### Pointing dataset records
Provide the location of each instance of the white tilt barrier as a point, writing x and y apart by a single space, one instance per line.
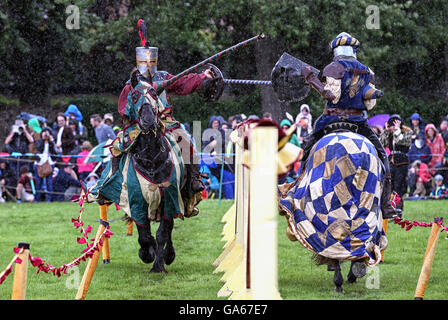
249 258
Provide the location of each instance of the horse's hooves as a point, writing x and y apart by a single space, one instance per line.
359 269
351 278
170 255
338 290
146 256
158 270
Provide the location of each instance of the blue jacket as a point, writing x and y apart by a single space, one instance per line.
61 183
423 154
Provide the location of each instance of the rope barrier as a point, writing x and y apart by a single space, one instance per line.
408 225
8 269
92 245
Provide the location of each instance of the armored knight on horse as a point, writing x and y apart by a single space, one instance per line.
336 206
349 89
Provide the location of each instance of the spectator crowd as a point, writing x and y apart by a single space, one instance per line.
46 161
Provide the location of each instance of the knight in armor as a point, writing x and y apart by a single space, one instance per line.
349 88
146 70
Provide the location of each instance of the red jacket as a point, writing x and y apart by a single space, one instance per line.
184 86
437 147
424 174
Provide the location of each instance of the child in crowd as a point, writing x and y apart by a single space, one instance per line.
84 169
439 190
25 186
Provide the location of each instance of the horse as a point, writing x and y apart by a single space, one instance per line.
149 182
333 207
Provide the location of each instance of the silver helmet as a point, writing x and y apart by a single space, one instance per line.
146 56
147 60
344 45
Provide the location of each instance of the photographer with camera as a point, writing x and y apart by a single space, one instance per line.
43 169
18 141
398 139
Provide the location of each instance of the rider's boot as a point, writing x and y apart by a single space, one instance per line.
115 163
196 184
386 208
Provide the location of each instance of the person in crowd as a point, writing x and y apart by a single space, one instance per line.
236 120
419 174
79 139
443 130
439 190
267 115
18 141
213 138
8 180
102 131
91 179
211 183
303 130
419 150
417 125
65 140
397 137
45 147
74 113
437 146
109 119
66 184
35 130
84 169
285 124
305 113
378 130
24 191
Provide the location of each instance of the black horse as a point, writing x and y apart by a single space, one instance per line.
153 159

### What is being asked
Rewrite all the records above, changing "one instance per line" to "one point per line" wherever it occurs and keeping everything else the same. Omit the pictures from your answer.

### Full output
Provide the location of each instance of the white tilt barrier as a point, writing x and y apart by a single space, one point per line.
249 258
Provide the location of each instance of the horse's hooves as a point, writing x and y apart by a single space, one point per line.
359 269
351 278
170 255
338 290
146 256
158 270
Provide the location of each instance of the blue jacket as a point, writing x and y apart by a single space, one point per line.
61 183
423 154
Provide the location of each instance of the rope barrier as a point, writing x and y apart by a single space, one point per line.
408 225
8 269
92 245
Provide the location of each instance of the armored knight on horse as a point, writing x and y apart by a single space, one point per line.
336 206
349 89
Provide the location of each instance of the spectator crowd as a point, writing x and y apart by a single space, one point per line.
46 161
Provide the location of each instance of the knight in armor as a point, writing x and y apart by a single space, one point per line.
349 88
146 70
Provide the location of each instance of the red jacket as a point, writing x and y apart by a single space, one point per line.
184 86
437 147
424 174
Provide the location of each instance of the child in crowd as a point, writing x and y apart by a single space, one point per line.
84 169
439 190
25 186
Provide the location of each instance of the horse as a point, writing x and y apart by a single space, one point per line.
149 182
333 207
Provide the location of each instance of the silver helmet as a point, writing x and y apart by a single space, one point per line.
146 56
147 60
344 45
Provide the location of each instance of the photographer with camera as a point, writing x and y apart by a single space, one point per line.
43 169
18 141
398 139
Provide the location of each instance of the rider's boot as a point, writing x and y apart by a single space, one point per line.
115 163
196 184
386 208
Provide the location of each instance of the person in crowd as a point, writing x and y apart by a single space, one point per line.
236 120
419 174
79 139
443 130
439 190
267 115
18 141
213 138
8 180
102 131
91 179
211 183
303 130
419 150
417 125
65 140
397 137
45 147
74 113
437 146
109 119
66 184
35 130
84 169
285 124
305 113
378 130
24 191
Provide the location of each instance of the black horse as a point, writing x and y apart by a single space, one point per line.
153 159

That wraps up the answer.